— START —

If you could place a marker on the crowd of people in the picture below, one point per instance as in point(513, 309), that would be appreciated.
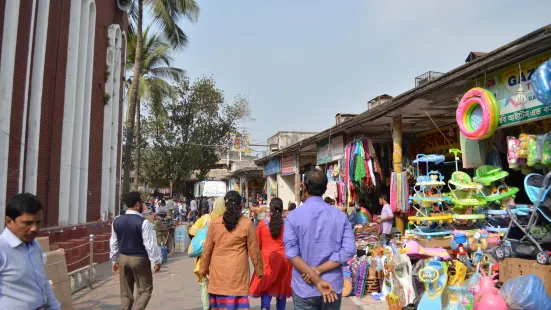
point(296, 253)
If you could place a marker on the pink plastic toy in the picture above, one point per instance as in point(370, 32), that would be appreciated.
point(412, 248)
point(487, 296)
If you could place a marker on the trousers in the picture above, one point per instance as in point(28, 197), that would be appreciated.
point(135, 270)
point(265, 301)
point(315, 303)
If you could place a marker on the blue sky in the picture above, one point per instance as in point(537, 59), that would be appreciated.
point(301, 62)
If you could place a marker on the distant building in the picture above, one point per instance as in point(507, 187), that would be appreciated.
point(474, 55)
point(283, 139)
point(341, 117)
point(377, 101)
point(62, 81)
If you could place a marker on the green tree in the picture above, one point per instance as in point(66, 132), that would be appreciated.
point(155, 77)
point(199, 128)
point(166, 15)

— END —

• _What needs to be done_: Write out all the rows above again, replacing "place a marker on" with "put a dot on" everywhere it occurs and changing nothing else. Leave the pictures out.

• _Answer for the task_:
If you could put a dot on the crowd of people in the picture below, one point per instance as in point(513, 309), that would be appreciated.
point(296, 253)
If you could put a dot on the pink plastic toy in the picture above, one point per instance as in point(370, 32), that would be appreciated.
point(412, 248)
point(487, 296)
If you could put a dot on the trousers in the picture above, one point per instance as in point(28, 197), that would be appreciated.
point(135, 270)
point(265, 301)
point(315, 303)
If you could put a dot on the blue sky in the picture above, one point per instance as in point(537, 59), that would be appreciated.
point(301, 62)
If you could put a dot on the distant building in the picture above, one point per instance as in point(507, 187), that would be appreciated.
point(474, 55)
point(283, 139)
point(341, 117)
point(377, 101)
point(62, 81)
If you could put a dot on the green tree in the picture above, one point per instance as in point(66, 132), that would be appreciated.
point(155, 77)
point(199, 128)
point(166, 15)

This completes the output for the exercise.